**GOAL OF THE EXERCISE:**
Exactly as written, please repeat the data that follows, but not the pictures.

**LISTED RECORDS:**
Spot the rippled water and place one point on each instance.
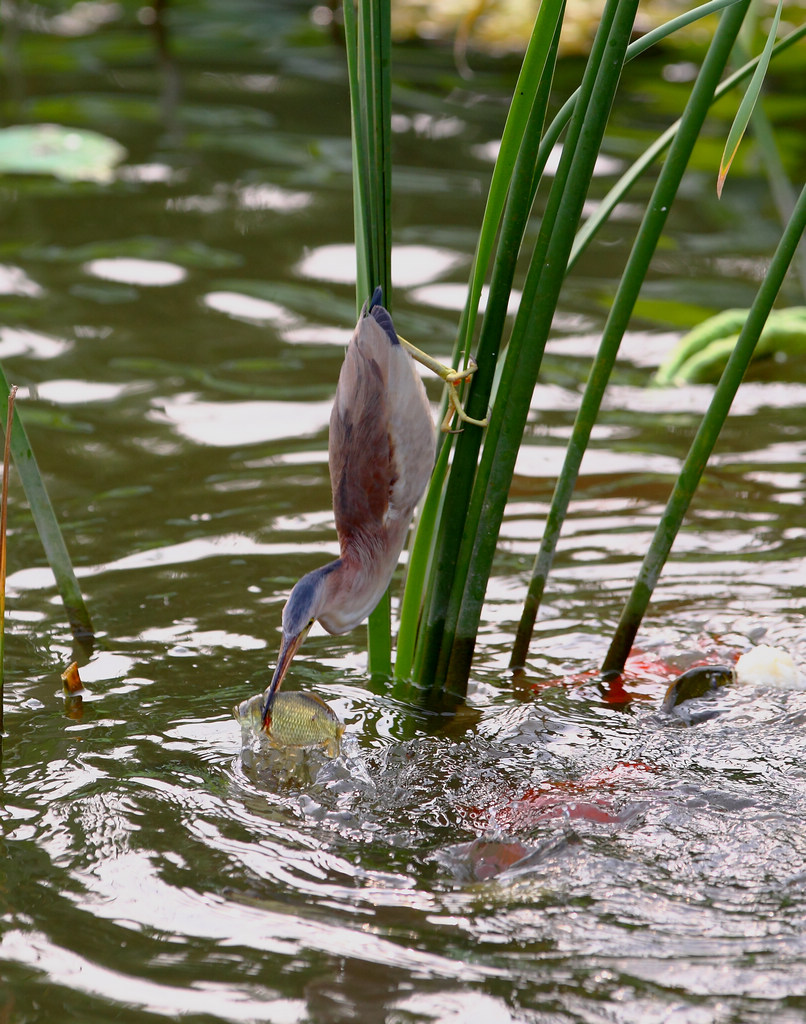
(554, 853)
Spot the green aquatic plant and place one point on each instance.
(47, 527)
(456, 540)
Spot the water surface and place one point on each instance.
(553, 854)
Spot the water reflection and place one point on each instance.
(561, 852)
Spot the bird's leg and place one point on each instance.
(452, 379)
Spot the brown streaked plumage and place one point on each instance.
(381, 454)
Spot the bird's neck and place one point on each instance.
(358, 581)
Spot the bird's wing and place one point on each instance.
(362, 456)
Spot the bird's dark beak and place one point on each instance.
(287, 651)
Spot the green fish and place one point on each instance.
(297, 720)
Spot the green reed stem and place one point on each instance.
(629, 288)
(368, 36)
(460, 481)
(47, 527)
(451, 641)
(3, 549)
(704, 442)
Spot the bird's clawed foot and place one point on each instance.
(453, 379)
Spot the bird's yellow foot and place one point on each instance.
(452, 378)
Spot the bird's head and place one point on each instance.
(305, 603)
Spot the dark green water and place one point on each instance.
(176, 335)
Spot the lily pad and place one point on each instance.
(69, 154)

**ANSWER AREA:**
Spot the rippled water and place one point on each instance.
(554, 853)
Spot the green aquatic plant and place one point on each instance.
(47, 527)
(456, 540)
Spot the water surface and place one point on each instance.
(553, 854)
Spot the water reflection and place one point on each instance.
(561, 852)
Spot the bird's leg and place one point on each instance.
(452, 379)
Spot the brown streaked plumage and place one point on each instance.
(381, 454)
Spot the bird's neck and place one point on each instance.
(358, 581)
Spot the bird's wing and place one point on each instance.
(362, 456)
Spot the bird's dark beak and place one point on each instance.
(287, 651)
Spot the green fish and place one point on each instance.
(297, 720)
Spot the green reed stem and place one point on each instance.
(629, 288)
(368, 36)
(460, 481)
(47, 527)
(451, 641)
(3, 549)
(704, 442)
Spot the bird's clawed foot and place one point on each instance.
(453, 379)
Spot the bird's yellow foot and place one point on each instance.
(452, 378)
Spot the bird's head and place one point on each instance.
(305, 603)
Spot the dark green water and place one point on each instance.
(176, 335)
Spot the lily pad and place one point on each instance.
(69, 154)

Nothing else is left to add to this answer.